● Exercise objective
Each record below needs to be retyped exactly.

[Records from a dataset]
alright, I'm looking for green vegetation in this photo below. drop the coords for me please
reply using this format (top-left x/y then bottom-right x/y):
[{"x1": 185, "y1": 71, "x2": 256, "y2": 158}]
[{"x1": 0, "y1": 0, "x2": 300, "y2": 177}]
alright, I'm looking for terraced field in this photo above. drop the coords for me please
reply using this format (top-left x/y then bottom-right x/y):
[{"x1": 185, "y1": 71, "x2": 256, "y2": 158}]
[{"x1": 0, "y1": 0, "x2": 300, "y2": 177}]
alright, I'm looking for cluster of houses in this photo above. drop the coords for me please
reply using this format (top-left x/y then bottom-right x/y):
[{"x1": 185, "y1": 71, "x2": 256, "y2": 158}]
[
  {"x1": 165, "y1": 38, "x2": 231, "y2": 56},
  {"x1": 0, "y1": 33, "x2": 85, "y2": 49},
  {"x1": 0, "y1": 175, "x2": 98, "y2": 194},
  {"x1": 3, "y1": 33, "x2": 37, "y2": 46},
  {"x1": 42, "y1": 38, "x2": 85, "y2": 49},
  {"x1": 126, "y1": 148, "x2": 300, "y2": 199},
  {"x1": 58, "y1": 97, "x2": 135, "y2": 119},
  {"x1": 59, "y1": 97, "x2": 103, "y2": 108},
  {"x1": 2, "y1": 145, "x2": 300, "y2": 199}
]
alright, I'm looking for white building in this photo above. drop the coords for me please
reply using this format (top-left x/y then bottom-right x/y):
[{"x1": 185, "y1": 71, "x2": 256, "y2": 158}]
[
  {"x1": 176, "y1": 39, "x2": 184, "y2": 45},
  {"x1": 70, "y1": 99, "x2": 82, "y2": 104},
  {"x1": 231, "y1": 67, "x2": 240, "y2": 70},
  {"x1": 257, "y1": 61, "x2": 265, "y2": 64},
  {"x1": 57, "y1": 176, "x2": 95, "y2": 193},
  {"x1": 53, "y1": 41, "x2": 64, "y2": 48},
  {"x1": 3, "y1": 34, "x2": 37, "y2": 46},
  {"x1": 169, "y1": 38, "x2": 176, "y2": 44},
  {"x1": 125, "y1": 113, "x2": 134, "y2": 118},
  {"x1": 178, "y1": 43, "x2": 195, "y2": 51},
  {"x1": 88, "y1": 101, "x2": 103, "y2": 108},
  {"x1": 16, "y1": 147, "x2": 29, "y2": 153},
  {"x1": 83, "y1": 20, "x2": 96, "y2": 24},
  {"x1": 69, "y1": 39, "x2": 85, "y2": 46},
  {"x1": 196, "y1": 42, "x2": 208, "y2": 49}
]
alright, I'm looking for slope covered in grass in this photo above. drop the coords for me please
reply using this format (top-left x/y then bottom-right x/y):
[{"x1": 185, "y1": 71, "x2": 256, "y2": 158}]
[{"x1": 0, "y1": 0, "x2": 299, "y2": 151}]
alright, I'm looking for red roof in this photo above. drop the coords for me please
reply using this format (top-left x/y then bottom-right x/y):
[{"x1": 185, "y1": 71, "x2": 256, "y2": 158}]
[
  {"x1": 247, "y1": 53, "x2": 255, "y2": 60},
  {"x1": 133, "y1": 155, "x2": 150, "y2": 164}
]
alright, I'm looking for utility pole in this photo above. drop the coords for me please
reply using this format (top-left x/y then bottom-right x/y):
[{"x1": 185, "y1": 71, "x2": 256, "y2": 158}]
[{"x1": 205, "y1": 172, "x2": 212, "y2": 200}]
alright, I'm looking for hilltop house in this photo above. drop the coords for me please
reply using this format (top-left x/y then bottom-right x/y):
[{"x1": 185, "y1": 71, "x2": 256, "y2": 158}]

● Result below
alright, I'm looking for green vegetation in this photo below. drop the coords for me please
reply using this format (top-left x/y then bottom-right x/y):
[{"x1": 185, "y1": 71, "x2": 256, "y2": 158}]
[{"x1": 0, "y1": 0, "x2": 300, "y2": 177}]
alright, I'm looking for terraced field in this photo above. drop the coords for me please
reply using this format (top-left x/y then bottom-right x/y):
[{"x1": 185, "y1": 71, "x2": 256, "y2": 158}]
[{"x1": 0, "y1": 0, "x2": 300, "y2": 177}]
alright, I'm looking for cluster of houses in this photo above. drop the coords for me please
reply using this format (top-left x/y then bottom-right x/y):
[{"x1": 185, "y1": 71, "x2": 256, "y2": 158}]
[
  {"x1": 165, "y1": 38, "x2": 231, "y2": 56},
  {"x1": 0, "y1": 33, "x2": 85, "y2": 49},
  {"x1": 0, "y1": 175, "x2": 98, "y2": 194},
  {"x1": 3, "y1": 33, "x2": 37, "y2": 46},
  {"x1": 42, "y1": 38, "x2": 85, "y2": 49},
  {"x1": 126, "y1": 148, "x2": 300, "y2": 199},
  {"x1": 58, "y1": 97, "x2": 135, "y2": 119},
  {"x1": 59, "y1": 97, "x2": 103, "y2": 108},
  {"x1": 2, "y1": 145, "x2": 300, "y2": 199}
]
alright, I'm looking for white building in this photo above. drop the coords for me please
reply using this format (top-left x/y then bottom-right x/y):
[{"x1": 185, "y1": 71, "x2": 256, "y2": 158}]
[
  {"x1": 176, "y1": 39, "x2": 184, "y2": 45},
  {"x1": 70, "y1": 99, "x2": 82, "y2": 104},
  {"x1": 231, "y1": 67, "x2": 240, "y2": 70},
  {"x1": 257, "y1": 61, "x2": 265, "y2": 64},
  {"x1": 57, "y1": 176, "x2": 95, "y2": 193},
  {"x1": 53, "y1": 41, "x2": 64, "y2": 48},
  {"x1": 3, "y1": 34, "x2": 37, "y2": 46},
  {"x1": 169, "y1": 38, "x2": 176, "y2": 44},
  {"x1": 125, "y1": 113, "x2": 134, "y2": 118},
  {"x1": 178, "y1": 43, "x2": 195, "y2": 51},
  {"x1": 88, "y1": 101, "x2": 103, "y2": 108},
  {"x1": 16, "y1": 147, "x2": 29, "y2": 153},
  {"x1": 83, "y1": 20, "x2": 96, "y2": 24},
  {"x1": 69, "y1": 39, "x2": 85, "y2": 46},
  {"x1": 196, "y1": 42, "x2": 208, "y2": 49}
]
alright, I'm looking for slope covered in grass in this photo above. drop the coords for me please
reply using this format (top-left x/y then bottom-right x/y):
[{"x1": 185, "y1": 71, "x2": 256, "y2": 158}]
[{"x1": 0, "y1": 0, "x2": 299, "y2": 151}]
alright, I'm looking for red roof in this photo above. drop the coords for me please
reply using this format (top-left x/y then bottom-right x/y):
[{"x1": 185, "y1": 71, "x2": 256, "y2": 158}]
[
  {"x1": 247, "y1": 53, "x2": 255, "y2": 60},
  {"x1": 133, "y1": 155, "x2": 150, "y2": 164}
]
alright, I'm looking for utility pole in this photo above. drop the coords for me please
reply using this format (top-left x/y then bottom-right x/y):
[{"x1": 185, "y1": 71, "x2": 256, "y2": 158}]
[{"x1": 205, "y1": 172, "x2": 212, "y2": 200}]
alright, I'm looking for hilltop house in this photo above. drop the coords for me please
reply using this format (top-left x/y then bottom-right x/y):
[{"x1": 185, "y1": 71, "x2": 256, "y2": 158}]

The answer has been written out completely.